Your reply should consist solely of the lines from the one containing "Target: vertical wooden slat" through the end of the data, restated word for word.
(Provided material begins)
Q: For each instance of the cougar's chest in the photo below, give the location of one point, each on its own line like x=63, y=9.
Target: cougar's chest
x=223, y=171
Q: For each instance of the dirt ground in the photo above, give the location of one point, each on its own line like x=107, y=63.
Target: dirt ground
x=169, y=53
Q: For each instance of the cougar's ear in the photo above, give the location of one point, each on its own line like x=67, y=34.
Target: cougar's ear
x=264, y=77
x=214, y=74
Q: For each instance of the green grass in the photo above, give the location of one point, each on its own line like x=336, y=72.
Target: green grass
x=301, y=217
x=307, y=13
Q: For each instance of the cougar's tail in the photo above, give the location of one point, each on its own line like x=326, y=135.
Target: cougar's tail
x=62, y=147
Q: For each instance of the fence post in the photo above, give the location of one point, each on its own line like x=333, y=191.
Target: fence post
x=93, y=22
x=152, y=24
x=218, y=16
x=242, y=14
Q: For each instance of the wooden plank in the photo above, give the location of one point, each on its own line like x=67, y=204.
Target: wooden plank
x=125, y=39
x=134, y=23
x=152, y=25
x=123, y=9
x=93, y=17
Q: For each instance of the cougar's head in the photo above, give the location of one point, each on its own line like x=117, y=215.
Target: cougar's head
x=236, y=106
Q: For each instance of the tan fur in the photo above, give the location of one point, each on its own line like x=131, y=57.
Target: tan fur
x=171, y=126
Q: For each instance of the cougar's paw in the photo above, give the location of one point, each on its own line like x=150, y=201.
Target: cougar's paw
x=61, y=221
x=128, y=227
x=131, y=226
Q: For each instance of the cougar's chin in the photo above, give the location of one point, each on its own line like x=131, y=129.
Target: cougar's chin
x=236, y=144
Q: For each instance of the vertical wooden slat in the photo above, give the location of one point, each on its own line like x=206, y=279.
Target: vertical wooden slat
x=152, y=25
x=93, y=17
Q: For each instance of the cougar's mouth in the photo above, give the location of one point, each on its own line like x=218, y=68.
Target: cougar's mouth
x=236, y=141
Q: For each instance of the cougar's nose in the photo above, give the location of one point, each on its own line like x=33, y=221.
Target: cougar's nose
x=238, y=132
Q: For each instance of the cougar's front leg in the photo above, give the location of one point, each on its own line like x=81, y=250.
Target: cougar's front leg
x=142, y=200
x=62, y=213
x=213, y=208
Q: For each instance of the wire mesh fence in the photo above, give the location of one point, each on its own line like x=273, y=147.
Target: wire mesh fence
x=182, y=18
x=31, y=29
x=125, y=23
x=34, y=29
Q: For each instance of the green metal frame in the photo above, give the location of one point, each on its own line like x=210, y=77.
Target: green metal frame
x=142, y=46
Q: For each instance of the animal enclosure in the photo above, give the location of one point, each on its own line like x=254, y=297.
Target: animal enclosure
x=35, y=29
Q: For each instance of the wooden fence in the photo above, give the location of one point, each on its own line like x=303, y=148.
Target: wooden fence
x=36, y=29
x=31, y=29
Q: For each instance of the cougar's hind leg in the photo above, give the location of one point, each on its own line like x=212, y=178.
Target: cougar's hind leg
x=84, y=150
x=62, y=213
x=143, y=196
(Provided material ends)
**Solved problem**
Target: vertical wooden slat
x=152, y=25
x=93, y=17
Q: For each instance of the cougar's mouth in the photo above, give the location of one point, each on its own line like x=218, y=68.
Target: cougar's mouth
x=236, y=141
Q: For each instance of the cougar's nose in the photo above, give the location of one point, each on its own line like x=33, y=221.
Target: cougar's nose
x=238, y=132
Q: For each instance of the cougar's front leg in the photo above, give the location of one point, each on its own line like x=81, y=250.
Target: cougar's front leg
x=142, y=200
x=62, y=213
x=213, y=208
Q: For each instance of the wire mesh fence in the photo above, give the location of one point, each on its own line like x=273, y=147.
Target: wire mesh fence
x=182, y=18
x=31, y=29
x=125, y=23
x=34, y=29
Q: For each instance of the green metal frame in the photo above, give the location of one point, each on its own line like x=210, y=77.
Target: green metal frame
x=142, y=46
Q: For each instance of the animal enclosure in the photo above, give the location of one point, each on its own line like x=254, y=297.
Target: animal enclosure
x=35, y=29
Q: For each instance of the wooden fence in the photo above, give the location of one point, each on its own line like x=303, y=148.
Target: wooden fence
x=36, y=29
x=31, y=29
Q: For each instance of the cougar's hind leg in the photo above, give the location of one point, each on its own line like x=212, y=178.
Target: cougar's hind leg
x=84, y=150
x=62, y=213
x=143, y=196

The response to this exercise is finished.